▶ **WHAT IS NEEDED**
With the images set aside, retype every record below character for character.

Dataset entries
####################

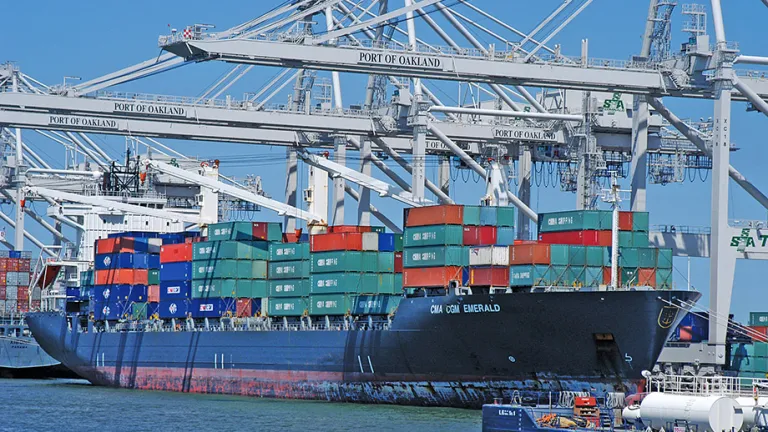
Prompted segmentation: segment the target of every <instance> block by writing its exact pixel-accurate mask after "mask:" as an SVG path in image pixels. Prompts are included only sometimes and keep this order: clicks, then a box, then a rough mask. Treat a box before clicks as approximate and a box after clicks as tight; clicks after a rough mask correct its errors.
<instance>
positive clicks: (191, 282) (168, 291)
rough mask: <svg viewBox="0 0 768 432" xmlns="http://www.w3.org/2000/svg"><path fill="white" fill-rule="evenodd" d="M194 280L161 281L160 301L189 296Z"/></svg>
mask: <svg viewBox="0 0 768 432" xmlns="http://www.w3.org/2000/svg"><path fill="white" fill-rule="evenodd" d="M191 292H192V281H189V280H185V281H160V301H163V300H174V299H184V298H189V295H190V293H191Z"/></svg>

####################

▶ **RESPONSE BOX**
Prompted segmentation: segment the target of every <instance> block by writing its exact pixel-accurate mask after "mask:" as an SVG path in image pixels. Prompts are included only sometimes and keep this order: clicks, then a box, then a rough mask. Treat a box before clicks as approximate and a box after clicks as tight; clicks after a rough mask correct its errors.
<instance>
positive clicks: (191, 282) (168, 291)
rough mask: <svg viewBox="0 0 768 432" xmlns="http://www.w3.org/2000/svg"><path fill="white" fill-rule="evenodd" d="M194 280L161 281L160 301L189 296Z"/></svg>
mask: <svg viewBox="0 0 768 432" xmlns="http://www.w3.org/2000/svg"><path fill="white" fill-rule="evenodd" d="M191 292H192V281H189V280H185V281H160V301H163V300H174V299H184V298H189V295H190V293H191Z"/></svg>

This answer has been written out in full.